_TEXT PROVIDED_

>> BEGIN

This repository contains a collection of scripts to perform experiments with the Shore-MT storage manager and the benchmarks implemented by the Shore-Kits package. It consists of the following components:
- setup.sh Performs an initial one-time setup of environment parameters, e.g., paths to DB and log devices
- run.sh Performs a single benchmark run using the Shore-Kits package
- repeat.sh Performs multiple benchmark runs varying one single parameter across any range of values
- extract.sh Gathers experiment data from traces and logs generated by the repeat script
- genplots.sh Generates plots for the extracted data, including customized gnuplot templates used in publications
- loginspect A C++ program that inspects the log files left behind by a benchmark to extract relevant data and traces
- gnuplot/* A collection of (customized) gnuplot files used in various publications
The following sections document each component in detail
The script setup.sh is used to collect basic system parameters that will be used throughout the experiments. It supports two basic use cases:
File-based I/O In this setup, both the log and the DB will be stored in filesystem paths to which the invoking user has write permission. This is the standard scenario if I/O performance is not a critical aspect of the experiment. It can also be used to spare I/O delays and write only to a ramdisk (i.e., /dev/shm/shore).

>> END

_GOALS_
a - Answer these from the text on the Shore-MT scripts:
(i) Which script gathers experiment data from traces and logs?
(ii) In what language is loginspect written?
(iii) What ramdisk path is given for file-based I/O?
b - According to the text on the Shore-MT scripts, why might the file-based I/O setup write only to a ramdisk? Reply in one to three sentences.
c - Decide whether each statement agrees with the text on the Shore-MT scripts, answering yes or no and quoting the words that decide it:
(i) run.sh performs multiple benchmark runs.
(ii) genplots.sh includes customized gnuplot templates used in publications.
(iii) In file-based I/O, the log and the DB go to filesystem paths the invoking user can write to.

_PROVIDED RECORDS_
>> BEGIN

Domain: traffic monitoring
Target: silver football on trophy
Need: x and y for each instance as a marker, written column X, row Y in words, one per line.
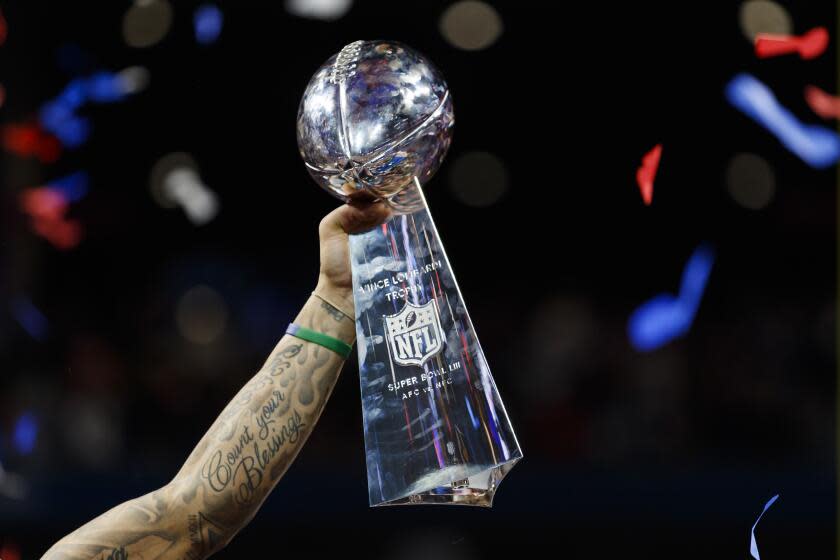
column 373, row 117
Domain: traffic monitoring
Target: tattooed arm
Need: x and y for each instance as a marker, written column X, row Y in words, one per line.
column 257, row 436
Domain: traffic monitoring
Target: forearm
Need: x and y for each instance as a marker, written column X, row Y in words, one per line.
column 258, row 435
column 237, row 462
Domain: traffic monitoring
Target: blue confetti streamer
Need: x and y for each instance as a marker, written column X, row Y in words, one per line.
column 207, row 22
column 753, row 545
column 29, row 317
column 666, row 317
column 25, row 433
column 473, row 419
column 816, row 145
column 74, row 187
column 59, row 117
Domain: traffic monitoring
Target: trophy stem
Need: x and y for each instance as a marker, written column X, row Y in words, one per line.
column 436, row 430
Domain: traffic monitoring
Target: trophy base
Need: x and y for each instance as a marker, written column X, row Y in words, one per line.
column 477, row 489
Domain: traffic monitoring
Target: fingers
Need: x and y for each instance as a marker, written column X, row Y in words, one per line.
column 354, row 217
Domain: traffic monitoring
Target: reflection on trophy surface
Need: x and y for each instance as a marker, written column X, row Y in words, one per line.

>> END

_ANSWERS TO THE EXERCISE_
a -
(i) extract.sh
(ii) C++
(iii) /dev/shm/shore

b - Writing only to a ramdisk spares I/O delays. File-based I/O can be used this way, for example with /dev/shm/shore.

c -
(i) No: "run.sh Performs a single benchmark run using the Shore-Kits package"
(ii) Yes: "Generates plots for the extracted data, including customized gnuplot templates used in publications"
(iii) Yes: "both the log and the DB will be stored in filesystem paths to which the invoking user has write permission"